▸ Work instructions
• 1. Could you quote the part of the executive summary that opens with the words containing "2. Assess your" and closes with "business case justification)"?
• 2. Which soft skills does the executive summary name?

▸ Supplied passage
Closing The IT Network Skills Gap

How managers can understand and prepare for new networking skill requirements

A commissioned study conducted by Forrester Consulting on behalf of Cisco
Executive Summary
Managing talent in the network environment is becoming increasingly challenging for CIOs, IT
managers, and HR decision-makers. Traditionally, the network has been viewed as the “dial tone”
of IT — providing “always on and always available” connectivity. But the network’s sophistication is
evolving rapidly as it transitions from a basic transport system to a business-critical application and
services delivery platform. To keep pace with the new business requirements, companies are
investing heavily in new tools and infrastructure.

As the sophistication of the network increases, however, the skills requirements for network
professionals will also increase. Traditional positions within the network - such as network
architects, engineers, and administrators - require employees with more specialized skills and
greater levels of experience. At the same time, new job skills related to security, voice, wireless,
and remote office work are becoming critical to the functionality of the network. What should IT
managers do? They need to hire, train, and ramp dedicated professionals. In this rapidly changing
network environment, network education, skills assessment tools, and training and certification
programs are required.

We recommend that hiring managers take a three-phase approach:

1. Focus on roles, not titles. IT organizations can prepare for these changes by focusing on
the evolution of network roles. Unlike job titles, which may vary significantly between
organizations, roles are universal and do not vary significantly - regardless of a company’s
geography, industry, or size.

2. Assess your skills gaps. By examining the skills requirements of various network-related
roles and understanding how these roles are changing, IT organizations can make more
targeted, effective investments and close skills gaps as networking roles evolve.

3. Provide training and certification to ensure relevant skills. The final step is to optimize
staffing by training and certifying network professionals. This will ensure that they can
execute on the hard skills (implementation, maintenance, and monitoring) as well as the
soft skills (architectural planning, project management, and business case justification)
necessary to keep pace with the evolution of the network.

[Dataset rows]
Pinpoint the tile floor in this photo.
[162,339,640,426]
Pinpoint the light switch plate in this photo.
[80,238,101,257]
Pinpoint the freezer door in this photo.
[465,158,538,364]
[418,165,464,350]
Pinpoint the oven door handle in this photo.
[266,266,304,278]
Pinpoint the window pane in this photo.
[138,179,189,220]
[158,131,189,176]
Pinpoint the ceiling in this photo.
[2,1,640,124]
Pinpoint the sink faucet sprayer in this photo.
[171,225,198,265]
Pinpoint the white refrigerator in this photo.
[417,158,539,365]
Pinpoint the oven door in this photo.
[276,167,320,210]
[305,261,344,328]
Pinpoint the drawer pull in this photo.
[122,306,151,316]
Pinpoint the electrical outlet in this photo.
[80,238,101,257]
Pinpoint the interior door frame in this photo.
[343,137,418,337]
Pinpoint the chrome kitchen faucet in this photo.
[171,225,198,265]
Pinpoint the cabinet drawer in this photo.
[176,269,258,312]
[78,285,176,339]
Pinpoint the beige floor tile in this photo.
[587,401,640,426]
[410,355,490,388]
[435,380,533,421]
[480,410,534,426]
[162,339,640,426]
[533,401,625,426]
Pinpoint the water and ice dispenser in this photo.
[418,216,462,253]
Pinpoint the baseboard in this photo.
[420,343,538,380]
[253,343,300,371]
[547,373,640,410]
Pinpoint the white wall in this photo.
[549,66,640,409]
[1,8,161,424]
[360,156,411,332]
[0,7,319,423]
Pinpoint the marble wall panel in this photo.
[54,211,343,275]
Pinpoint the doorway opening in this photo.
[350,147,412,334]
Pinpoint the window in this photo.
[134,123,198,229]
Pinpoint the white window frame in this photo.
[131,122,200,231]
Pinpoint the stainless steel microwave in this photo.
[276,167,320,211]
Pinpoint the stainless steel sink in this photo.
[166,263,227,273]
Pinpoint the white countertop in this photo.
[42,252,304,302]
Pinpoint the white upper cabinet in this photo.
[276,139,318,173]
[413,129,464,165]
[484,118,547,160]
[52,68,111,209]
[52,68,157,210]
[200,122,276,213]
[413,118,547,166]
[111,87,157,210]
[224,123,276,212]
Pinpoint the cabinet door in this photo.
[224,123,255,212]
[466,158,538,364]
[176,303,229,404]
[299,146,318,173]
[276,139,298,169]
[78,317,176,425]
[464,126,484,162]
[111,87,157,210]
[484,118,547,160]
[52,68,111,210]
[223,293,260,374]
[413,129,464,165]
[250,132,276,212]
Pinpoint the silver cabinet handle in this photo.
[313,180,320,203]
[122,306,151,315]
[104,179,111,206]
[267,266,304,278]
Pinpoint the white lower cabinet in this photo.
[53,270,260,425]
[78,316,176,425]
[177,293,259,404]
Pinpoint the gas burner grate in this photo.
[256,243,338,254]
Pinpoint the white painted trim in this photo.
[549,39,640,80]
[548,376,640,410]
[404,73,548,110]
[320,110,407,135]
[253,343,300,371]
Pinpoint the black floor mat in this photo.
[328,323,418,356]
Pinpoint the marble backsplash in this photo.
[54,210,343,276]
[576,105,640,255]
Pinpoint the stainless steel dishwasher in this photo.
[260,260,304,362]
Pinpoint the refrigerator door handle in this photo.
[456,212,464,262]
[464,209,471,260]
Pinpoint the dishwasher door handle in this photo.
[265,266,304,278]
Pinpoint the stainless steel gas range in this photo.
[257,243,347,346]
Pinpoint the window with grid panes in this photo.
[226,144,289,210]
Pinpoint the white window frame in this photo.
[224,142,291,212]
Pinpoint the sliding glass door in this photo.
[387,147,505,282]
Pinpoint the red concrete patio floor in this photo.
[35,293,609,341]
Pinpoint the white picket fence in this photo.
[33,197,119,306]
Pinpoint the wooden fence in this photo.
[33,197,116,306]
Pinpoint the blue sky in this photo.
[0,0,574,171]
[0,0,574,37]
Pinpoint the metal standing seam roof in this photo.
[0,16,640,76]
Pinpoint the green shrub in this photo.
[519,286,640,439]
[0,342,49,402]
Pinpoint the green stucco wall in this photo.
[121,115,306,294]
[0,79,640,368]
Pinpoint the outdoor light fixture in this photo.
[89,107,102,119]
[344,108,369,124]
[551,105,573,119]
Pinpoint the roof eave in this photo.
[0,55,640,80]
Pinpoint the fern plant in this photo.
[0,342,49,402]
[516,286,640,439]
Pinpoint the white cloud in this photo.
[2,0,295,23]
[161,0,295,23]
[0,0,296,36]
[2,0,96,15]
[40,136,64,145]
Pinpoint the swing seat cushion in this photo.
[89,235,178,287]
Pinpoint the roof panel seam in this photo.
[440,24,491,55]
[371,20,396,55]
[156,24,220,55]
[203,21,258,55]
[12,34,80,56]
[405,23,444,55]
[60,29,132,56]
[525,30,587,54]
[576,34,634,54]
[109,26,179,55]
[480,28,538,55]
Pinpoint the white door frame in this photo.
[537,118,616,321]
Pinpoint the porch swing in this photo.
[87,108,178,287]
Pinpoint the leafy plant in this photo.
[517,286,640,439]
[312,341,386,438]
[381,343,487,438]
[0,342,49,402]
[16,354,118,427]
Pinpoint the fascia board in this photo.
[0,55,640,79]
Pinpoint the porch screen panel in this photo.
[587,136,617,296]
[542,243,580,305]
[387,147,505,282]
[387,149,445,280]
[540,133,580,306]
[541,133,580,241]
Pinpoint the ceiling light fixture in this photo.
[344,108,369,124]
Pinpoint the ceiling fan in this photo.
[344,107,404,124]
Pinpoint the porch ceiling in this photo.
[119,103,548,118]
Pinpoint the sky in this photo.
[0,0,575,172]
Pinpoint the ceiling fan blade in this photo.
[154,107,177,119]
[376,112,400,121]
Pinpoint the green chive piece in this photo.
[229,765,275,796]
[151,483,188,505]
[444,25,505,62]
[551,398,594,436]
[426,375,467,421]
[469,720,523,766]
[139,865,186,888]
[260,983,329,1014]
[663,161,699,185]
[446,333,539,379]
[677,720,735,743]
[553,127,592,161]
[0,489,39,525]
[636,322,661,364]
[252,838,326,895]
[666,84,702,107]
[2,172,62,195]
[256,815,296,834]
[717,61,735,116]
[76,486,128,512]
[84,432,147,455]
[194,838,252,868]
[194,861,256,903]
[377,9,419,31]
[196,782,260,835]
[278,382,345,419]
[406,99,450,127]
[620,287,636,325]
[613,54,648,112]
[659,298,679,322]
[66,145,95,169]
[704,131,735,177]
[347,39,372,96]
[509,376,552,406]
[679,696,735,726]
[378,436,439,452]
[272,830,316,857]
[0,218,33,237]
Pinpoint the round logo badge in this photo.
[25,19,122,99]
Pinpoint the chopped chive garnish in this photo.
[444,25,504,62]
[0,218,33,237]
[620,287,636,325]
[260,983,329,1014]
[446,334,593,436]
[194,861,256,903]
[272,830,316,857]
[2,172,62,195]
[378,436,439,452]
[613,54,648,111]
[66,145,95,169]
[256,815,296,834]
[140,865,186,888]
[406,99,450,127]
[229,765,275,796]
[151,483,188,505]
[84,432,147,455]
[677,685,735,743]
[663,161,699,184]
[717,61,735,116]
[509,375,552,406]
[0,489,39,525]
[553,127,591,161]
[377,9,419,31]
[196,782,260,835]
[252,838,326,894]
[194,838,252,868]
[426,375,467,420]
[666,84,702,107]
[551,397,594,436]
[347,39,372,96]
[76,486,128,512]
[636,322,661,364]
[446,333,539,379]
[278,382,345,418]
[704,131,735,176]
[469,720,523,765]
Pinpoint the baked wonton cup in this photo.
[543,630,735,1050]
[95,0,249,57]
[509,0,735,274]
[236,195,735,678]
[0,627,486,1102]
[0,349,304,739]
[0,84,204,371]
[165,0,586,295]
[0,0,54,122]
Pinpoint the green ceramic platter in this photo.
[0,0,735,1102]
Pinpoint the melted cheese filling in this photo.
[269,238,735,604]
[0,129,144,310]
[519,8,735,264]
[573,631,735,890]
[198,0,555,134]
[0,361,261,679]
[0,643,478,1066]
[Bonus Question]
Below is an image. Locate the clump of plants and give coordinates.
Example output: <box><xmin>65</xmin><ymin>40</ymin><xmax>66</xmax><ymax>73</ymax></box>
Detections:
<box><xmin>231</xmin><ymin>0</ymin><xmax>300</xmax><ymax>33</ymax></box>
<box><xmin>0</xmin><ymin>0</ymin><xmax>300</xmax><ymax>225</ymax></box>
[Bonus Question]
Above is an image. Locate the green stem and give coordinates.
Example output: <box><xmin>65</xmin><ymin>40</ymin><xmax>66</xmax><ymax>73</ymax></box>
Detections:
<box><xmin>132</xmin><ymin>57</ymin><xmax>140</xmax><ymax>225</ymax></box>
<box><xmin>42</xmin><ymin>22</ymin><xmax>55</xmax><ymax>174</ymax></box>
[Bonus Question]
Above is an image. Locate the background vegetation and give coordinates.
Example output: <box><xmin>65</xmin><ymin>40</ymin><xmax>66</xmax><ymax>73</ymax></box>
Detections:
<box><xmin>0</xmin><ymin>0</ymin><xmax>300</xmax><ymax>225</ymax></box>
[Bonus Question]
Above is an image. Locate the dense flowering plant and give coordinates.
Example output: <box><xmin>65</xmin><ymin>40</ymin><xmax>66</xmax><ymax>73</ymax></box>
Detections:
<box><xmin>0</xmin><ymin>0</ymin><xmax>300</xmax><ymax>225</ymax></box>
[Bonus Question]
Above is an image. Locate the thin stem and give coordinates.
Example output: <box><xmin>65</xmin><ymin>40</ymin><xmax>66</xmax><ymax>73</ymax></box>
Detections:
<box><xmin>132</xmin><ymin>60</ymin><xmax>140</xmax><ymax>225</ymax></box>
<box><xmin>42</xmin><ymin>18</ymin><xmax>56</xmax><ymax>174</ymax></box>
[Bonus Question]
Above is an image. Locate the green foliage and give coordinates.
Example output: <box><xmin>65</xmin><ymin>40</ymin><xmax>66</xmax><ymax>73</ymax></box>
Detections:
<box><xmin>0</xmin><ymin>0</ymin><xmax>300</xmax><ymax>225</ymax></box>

▸ Task results
• 1.
2. Assess your skills gaps. By examining the skills requirements of various network-related
roles and understanding how these roles are changing, IT organizations can make more
targeted, effective investments and close skills gaps as networking roles evolve.

3. Provide training and certification to ensure relevant skills. The final step is to optimize
staffing by training and certifying network professionals. This will ensure that they can
execute on the hard skills (implementation, maintenance, and monitoring) as well as the
soft skills (architectural planning, project management, and business case justification)

• 2.
- Architectural planning
- Project management
- Business case justification